Excerpt to read:
----

AIM-120 AMRAAM projects

Colonial-Marine said:
So LREW is yet another technology demonstrator program? As with the T3 program the results may be impressive but I'm left wondering when we will see actual new missiles? I feel that by now we should have at least had AMRAAMs with dual/multi-pulse motors in service.

LREW was always designed as such and the contract was till 2018. There does not appear to be a follow on though it could have well informed the current SACM transition or something in the classified realm. The USAF is experimenting when it comes to a next generation weapon for the 2030 time-frame and it appears the SACM effort has now morphed into a larger weapon still looking at some of the same performance parameters listed in the ppt posted above. I think they will continue to develop and experiment into the early 2020s and we'll probably something being put into a concrete program towards the middile of next decade. With the 5th gen fleet growing the AF probably thinks that an AMRAAM range extension is not a pressing concern but the legacy fleet, particularly the Navy's Hornets and Super Hornets can use this so they may have to take a look at one more AMRAAM iteration if they think the technology required to get to a 2030 weapon is going to take a bit of work still.

----

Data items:
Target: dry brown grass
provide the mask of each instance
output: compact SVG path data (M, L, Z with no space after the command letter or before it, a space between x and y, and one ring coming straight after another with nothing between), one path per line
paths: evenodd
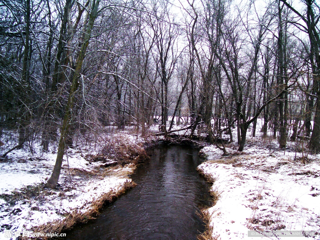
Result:
M206 230L204 233L197 236L197 239L198 240L217 240L219 236L213 236L213 227L210 225L210 215L208 209L203 209L198 214L206 223Z
M126 190L136 186L133 182L127 181L124 187L116 192L108 193L102 196L92 203L92 207L83 213L75 210L70 212L62 220L57 220L52 222L34 228L31 230L34 232L60 233L63 231L69 229L76 223L85 222L90 220L94 219L99 215L99 210L102 208L103 204L106 203L111 203L117 197L123 194ZM42 237L35 239L49 239L49 237ZM27 238L22 238L22 240L27 239Z
M199 174L204 176L208 182L213 184L215 180L215 179L210 175L205 174L202 169L197 168L197 171L199 172ZM210 195L212 198L213 206L216 204L220 197L220 193L216 189L211 190ZM203 233L198 235L197 236L197 239L199 240L217 240L219 236L212 236L213 228L210 225L210 215L208 209L201 210L200 213L198 214L206 223L206 230Z
M205 180L208 182L213 184L214 182L214 181L216 180L214 178L212 177L210 175L205 174L202 169L197 167L197 171L199 172L199 174L204 177L204 178L205 179Z

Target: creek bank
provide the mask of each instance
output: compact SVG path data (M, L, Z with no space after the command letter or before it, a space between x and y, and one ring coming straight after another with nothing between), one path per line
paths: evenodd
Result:
M200 154L207 161L198 167L213 183L215 205L205 211L206 239L249 238L248 231L314 231L320 229L320 155L308 156L257 145L230 154L211 146ZM263 238L264 239L264 238Z
M85 145L69 149L54 189L47 187L46 181L55 162L55 149L42 153L39 146L33 153L17 150L0 162L0 239L10 239L5 231L17 236L26 230L60 232L92 219L104 203L134 187L129 177L148 158L145 149L157 144L157 140L125 131L113 137L114 140L100 150Z

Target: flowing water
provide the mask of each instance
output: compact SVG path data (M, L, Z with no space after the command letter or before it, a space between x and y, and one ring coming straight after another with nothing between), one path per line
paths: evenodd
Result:
M179 145L160 146L150 160L131 175L137 184L98 218L66 233L68 240L188 240L205 230L197 214L211 205L210 185L197 167L198 151Z

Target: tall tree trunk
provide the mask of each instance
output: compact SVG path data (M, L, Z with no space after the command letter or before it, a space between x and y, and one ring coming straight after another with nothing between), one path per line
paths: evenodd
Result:
M85 32L83 37L83 42L79 52L76 64L76 69L72 78L72 84L70 90L68 103L66 107L66 111L63 118L63 123L61 129L61 135L59 141L58 153L55 164L52 174L47 181L48 184L51 187L55 188L59 180L61 166L63 159L65 148L65 140L68 135L68 130L71 119L71 112L75 102L75 93L79 86L79 79L81 74L84 59L85 56L87 48L91 36L91 32L97 17L97 13L100 0L93 0L91 12L90 14L88 25Z
M26 6L25 20L26 20L26 38L25 39L24 53L23 56L23 61L22 66L22 82L27 86L27 89L21 89L22 92L25 92L27 90L27 94L30 96L31 93L30 91L30 83L29 82L30 59L29 59L29 44L30 35L30 0L27 0ZM23 100L27 101L28 99ZM23 143L27 137L28 130L27 129L28 122L30 120L31 116L29 112L28 108L25 107L26 102L21 103L22 112L20 117L20 121L18 129L19 133L19 148L21 148L23 146Z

----

Challenges:
1/ Update the rows from the first one through the line containing "M205 180L208 182L213", putting "withered grass" in place of "dry brown grass" and changing nothing else. Omit the pictures from your answer.
2/ Carry on the forum post about AIM-120 AMRAAM development, picking up after its last sentence.

Results for the exercise:
1/
Target: withered grass
provide the mask of each instance
output: compact SVG path data (M, L, Z with no space after the command letter or before it, a space between x and y, and one ring coming straight after another with nothing between), one path per line
paths: evenodd
Result:
M206 230L204 233L197 236L197 239L198 240L217 240L219 236L213 236L213 227L210 225L210 215L208 209L203 209L198 214L206 223Z
M126 190L136 186L133 182L127 181L124 187L116 192L108 193L102 196L92 203L92 207L83 213L75 210L70 212L62 220L57 220L52 222L34 228L31 230L34 232L60 233L63 231L69 229L76 223L85 222L90 220L94 219L99 215L99 210L102 208L103 204L106 203L111 203L117 197L123 194ZM42 237L35 239L49 239L49 237ZM27 238L22 238L22 240L27 239Z
M199 174L204 176L208 182L213 184L215 180L215 179L210 175L205 174L202 169L197 168L197 171L199 172ZM210 195L212 198L213 206L216 204L220 197L220 193L216 189L211 190ZM203 233L198 235L197 236L197 239L199 240L217 240L219 236L212 236L213 228L210 225L210 215L208 209L201 210L200 213L198 214L206 223L206 230Z
M205 180L208 182L213 184L214 182L214 181L216 180L214 178L212 177L210 175L205 174L202 169L197 167L197 171L199 172L199 174L204 177L204 178L205 179Z

2/
https://www.secretprojects.co.uk/forum/index.php/topic,17332.msg347941.html#msg347941
 
LREW might have been the wrong term for me to use, but basically what I'm talking about (and what I'm assuming Jaesan is talking about) is whatever a next-gen AIM-120D replacement program is; as far as I'm aware LREW is just the latest R&D program to what will (at least I assume) inevitably come about one day; a bit like the half dozen different fighter / attack programs that eventually merged or transitioned into JSF, or the various adaptive cycle engine programs that are working towards an eventual procurement program (though fortunately ADVENT/AETD/AETP has progressed fairly linearly and consistently).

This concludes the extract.